=== DATASET RECORDS ===

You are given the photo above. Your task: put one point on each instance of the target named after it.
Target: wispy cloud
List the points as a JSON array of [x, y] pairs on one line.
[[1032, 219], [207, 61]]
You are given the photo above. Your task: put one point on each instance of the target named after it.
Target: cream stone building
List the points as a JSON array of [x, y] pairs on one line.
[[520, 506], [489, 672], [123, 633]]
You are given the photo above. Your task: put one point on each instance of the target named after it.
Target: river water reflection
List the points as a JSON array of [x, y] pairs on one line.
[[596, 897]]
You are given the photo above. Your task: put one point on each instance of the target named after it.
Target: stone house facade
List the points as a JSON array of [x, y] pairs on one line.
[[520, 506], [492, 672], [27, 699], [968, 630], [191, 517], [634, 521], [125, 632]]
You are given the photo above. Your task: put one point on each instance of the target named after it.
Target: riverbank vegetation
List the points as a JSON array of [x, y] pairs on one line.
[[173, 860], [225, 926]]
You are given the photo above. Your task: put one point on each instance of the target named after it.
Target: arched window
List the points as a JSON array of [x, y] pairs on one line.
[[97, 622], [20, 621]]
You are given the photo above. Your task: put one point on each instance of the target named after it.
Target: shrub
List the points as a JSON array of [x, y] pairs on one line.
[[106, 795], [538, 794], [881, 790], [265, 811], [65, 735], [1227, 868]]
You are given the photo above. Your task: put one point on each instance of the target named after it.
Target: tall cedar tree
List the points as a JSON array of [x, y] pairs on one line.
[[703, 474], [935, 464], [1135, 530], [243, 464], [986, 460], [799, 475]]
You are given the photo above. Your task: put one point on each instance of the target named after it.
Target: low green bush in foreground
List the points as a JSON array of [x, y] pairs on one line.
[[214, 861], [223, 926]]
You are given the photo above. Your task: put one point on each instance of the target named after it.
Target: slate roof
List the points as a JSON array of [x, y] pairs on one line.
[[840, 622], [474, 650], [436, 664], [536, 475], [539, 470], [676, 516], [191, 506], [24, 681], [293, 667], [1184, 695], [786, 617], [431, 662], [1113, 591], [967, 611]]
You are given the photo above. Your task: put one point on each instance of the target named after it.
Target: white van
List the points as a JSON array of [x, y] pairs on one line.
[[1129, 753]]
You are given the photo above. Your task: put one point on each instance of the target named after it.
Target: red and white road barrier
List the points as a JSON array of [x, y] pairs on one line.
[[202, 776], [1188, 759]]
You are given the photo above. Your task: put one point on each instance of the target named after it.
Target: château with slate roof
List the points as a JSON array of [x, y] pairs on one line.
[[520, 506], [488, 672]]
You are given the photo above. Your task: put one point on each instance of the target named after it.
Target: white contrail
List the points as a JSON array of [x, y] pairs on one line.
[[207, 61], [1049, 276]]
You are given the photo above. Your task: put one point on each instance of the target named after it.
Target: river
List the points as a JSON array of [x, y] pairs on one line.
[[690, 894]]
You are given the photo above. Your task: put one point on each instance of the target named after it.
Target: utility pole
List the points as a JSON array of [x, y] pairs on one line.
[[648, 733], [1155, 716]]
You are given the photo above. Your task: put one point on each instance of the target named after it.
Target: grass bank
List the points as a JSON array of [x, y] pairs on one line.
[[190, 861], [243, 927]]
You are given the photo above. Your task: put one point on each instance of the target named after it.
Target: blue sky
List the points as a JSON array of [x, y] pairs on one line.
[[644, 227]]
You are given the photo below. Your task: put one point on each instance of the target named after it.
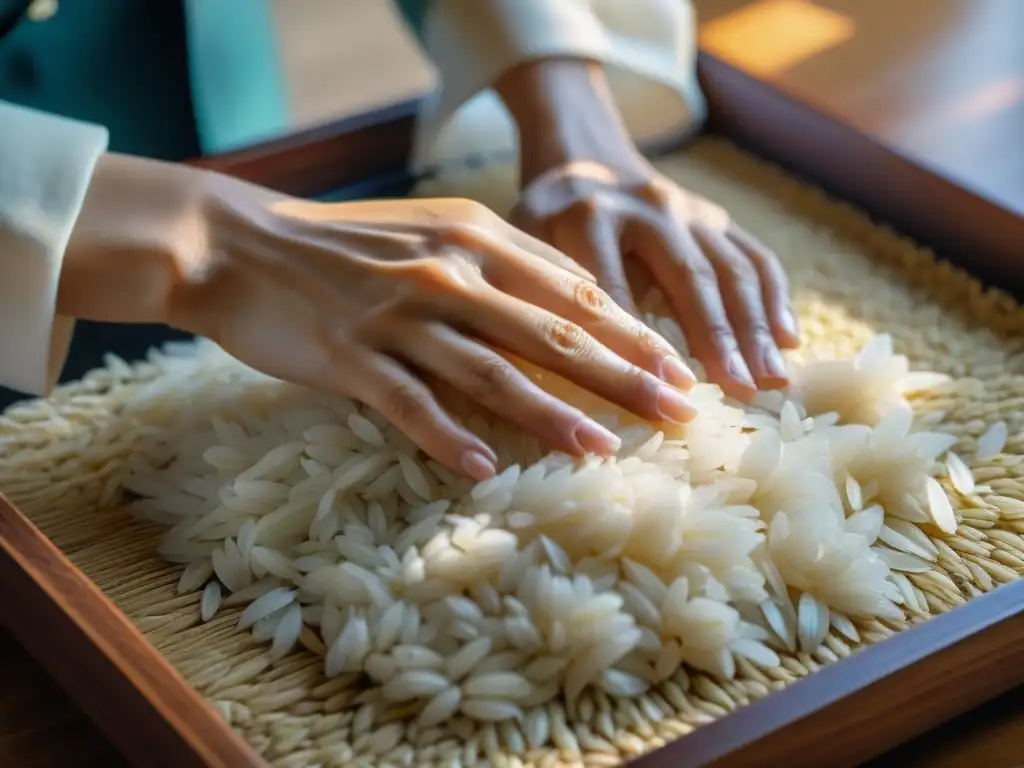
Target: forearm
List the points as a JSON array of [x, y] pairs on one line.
[[137, 236], [564, 113]]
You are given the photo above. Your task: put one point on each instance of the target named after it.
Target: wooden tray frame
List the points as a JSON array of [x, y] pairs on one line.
[[844, 715]]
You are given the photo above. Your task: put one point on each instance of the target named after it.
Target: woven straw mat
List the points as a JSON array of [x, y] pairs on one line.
[[850, 280]]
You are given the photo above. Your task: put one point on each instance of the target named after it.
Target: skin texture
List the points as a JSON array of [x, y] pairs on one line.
[[588, 192], [382, 301], [397, 303]]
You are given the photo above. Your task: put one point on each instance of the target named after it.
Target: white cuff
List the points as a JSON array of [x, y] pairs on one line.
[[46, 163], [648, 48]]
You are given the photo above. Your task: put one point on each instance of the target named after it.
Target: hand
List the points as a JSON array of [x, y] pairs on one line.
[[370, 300], [727, 291], [588, 192]]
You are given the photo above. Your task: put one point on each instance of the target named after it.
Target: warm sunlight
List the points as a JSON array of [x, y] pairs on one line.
[[767, 38]]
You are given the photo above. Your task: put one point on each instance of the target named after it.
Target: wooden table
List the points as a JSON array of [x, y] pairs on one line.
[[931, 91]]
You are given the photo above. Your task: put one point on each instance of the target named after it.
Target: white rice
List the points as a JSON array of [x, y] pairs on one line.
[[745, 532]]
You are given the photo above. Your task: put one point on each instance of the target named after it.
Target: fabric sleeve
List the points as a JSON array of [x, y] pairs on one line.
[[46, 164], [648, 48]]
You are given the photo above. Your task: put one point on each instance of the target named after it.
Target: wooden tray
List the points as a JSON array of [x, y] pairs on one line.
[[840, 716]]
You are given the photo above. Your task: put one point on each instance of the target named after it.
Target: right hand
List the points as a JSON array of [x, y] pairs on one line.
[[376, 300]]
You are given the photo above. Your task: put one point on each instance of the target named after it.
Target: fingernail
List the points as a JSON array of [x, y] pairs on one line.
[[739, 371], [674, 406], [677, 373], [774, 364], [477, 466], [790, 324], [594, 438]]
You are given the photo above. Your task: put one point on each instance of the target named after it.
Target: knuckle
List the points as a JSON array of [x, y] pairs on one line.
[[741, 270], [721, 331], [702, 274], [491, 377], [443, 274], [591, 299], [759, 333], [566, 338], [658, 196], [402, 403]]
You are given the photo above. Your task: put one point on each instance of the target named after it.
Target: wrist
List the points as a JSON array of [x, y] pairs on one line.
[[137, 236], [564, 113]]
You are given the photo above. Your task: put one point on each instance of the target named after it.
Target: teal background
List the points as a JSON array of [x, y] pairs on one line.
[[125, 64], [171, 79]]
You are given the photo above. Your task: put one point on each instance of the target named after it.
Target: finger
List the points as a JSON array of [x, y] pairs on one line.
[[594, 242], [741, 295], [565, 348], [688, 281], [774, 288], [594, 310], [404, 400], [548, 252], [492, 381]]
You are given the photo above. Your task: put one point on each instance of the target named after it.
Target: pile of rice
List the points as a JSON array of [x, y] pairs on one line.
[[561, 611], [747, 531]]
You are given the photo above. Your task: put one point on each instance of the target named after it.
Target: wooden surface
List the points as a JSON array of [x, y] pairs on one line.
[[849, 713], [913, 110], [936, 83], [103, 662]]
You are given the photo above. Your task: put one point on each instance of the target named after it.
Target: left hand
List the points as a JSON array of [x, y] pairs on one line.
[[587, 190], [727, 291]]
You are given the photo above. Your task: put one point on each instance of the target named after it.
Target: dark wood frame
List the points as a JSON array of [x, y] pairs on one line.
[[846, 714]]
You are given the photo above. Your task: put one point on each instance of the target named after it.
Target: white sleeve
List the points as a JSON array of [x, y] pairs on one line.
[[648, 48], [46, 163]]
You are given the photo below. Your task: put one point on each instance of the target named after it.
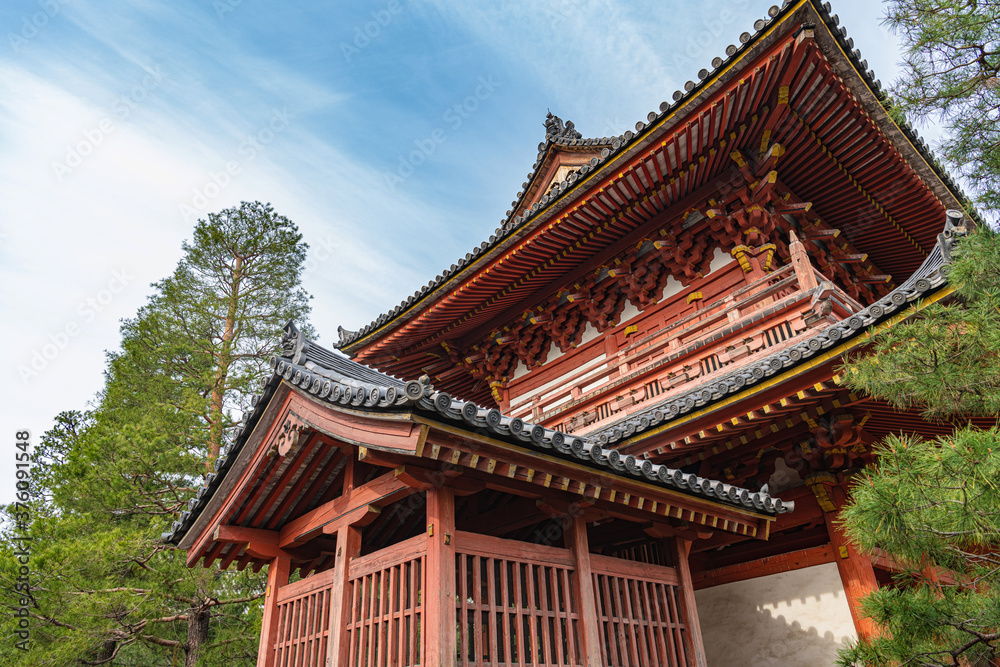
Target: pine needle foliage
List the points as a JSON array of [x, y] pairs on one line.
[[951, 72], [933, 505], [107, 483]]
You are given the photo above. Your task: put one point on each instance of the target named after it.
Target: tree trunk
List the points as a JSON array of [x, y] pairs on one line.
[[222, 372], [197, 635]]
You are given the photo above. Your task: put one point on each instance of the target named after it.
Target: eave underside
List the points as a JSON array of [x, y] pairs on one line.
[[834, 157]]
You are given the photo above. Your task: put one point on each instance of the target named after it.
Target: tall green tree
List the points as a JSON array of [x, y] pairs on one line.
[[934, 504], [108, 482], [951, 73]]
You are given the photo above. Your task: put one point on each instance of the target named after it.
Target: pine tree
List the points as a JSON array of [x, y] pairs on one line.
[[951, 72], [934, 504], [108, 482]]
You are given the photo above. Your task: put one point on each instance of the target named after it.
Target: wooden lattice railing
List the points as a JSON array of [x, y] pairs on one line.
[[639, 613], [303, 621], [515, 604], [386, 593]]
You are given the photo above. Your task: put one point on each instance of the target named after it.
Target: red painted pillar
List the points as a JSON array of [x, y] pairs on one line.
[[348, 547], [277, 576], [439, 627], [685, 587], [586, 603], [856, 571]]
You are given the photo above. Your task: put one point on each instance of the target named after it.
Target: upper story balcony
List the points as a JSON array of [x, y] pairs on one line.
[[602, 382]]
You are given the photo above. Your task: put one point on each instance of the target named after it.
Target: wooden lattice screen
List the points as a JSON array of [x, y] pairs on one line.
[[303, 621], [639, 612], [515, 604], [386, 593]]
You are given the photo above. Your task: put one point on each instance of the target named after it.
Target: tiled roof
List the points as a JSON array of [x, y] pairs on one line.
[[613, 146], [927, 279], [335, 380]]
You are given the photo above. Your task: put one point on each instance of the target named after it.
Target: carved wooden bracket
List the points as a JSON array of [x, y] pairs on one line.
[[291, 432]]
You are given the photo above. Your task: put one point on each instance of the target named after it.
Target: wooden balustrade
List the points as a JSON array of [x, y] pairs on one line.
[[516, 604], [303, 618], [387, 598], [640, 614]]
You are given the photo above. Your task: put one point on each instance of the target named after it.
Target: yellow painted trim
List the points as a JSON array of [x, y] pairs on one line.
[[835, 352], [611, 165], [604, 170], [649, 489]]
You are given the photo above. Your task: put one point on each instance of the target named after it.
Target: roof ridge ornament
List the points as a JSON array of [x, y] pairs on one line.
[[556, 129]]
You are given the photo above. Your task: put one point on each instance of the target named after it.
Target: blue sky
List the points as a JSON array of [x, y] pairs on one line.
[[121, 123]]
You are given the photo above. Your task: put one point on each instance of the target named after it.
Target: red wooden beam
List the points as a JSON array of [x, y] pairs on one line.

===

▸ **THE TASK**:
Reproduce the data word for word, from its first line through the line containing "[[173, 860], [225, 926]]", both included.

▸ **WRITTEN SOLUTION**:
You are given the photo above. Your task: put one point on each instance of the target named after it.
Target: wispy cloud
List the points as a JSON array of [x, y] pairs on one line.
[[1032, 219], [207, 61]]
You are given the photo above. Your task: put one point on each instance of the target named after it.
Target: cream stone building
List the points as a JSON array of [x, y] pairs on one line.
[[520, 506], [489, 672], [123, 633]]
You are given the photo above. Your task: put one point on each instance of the target named after it.
Target: river water reflection
List the points as a JSON array of [x, y] pairs on one line.
[[596, 897]]
You are given the photo above. Your task: put one point on each instance of the target named after it.
Target: stone house facade
List the points as a JSON array of [x, y] pairs on one line.
[[520, 506], [492, 672], [27, 699], [968, 630], [191, 517], [634, 521], [125, 632]]
You are given the photo above. Your task: put one point on each instance of the target named after it.
Target: riverbank vegetation
List the points as a JSON array of [x, y] pairs on one line.
[[173, 860], [225, 926]]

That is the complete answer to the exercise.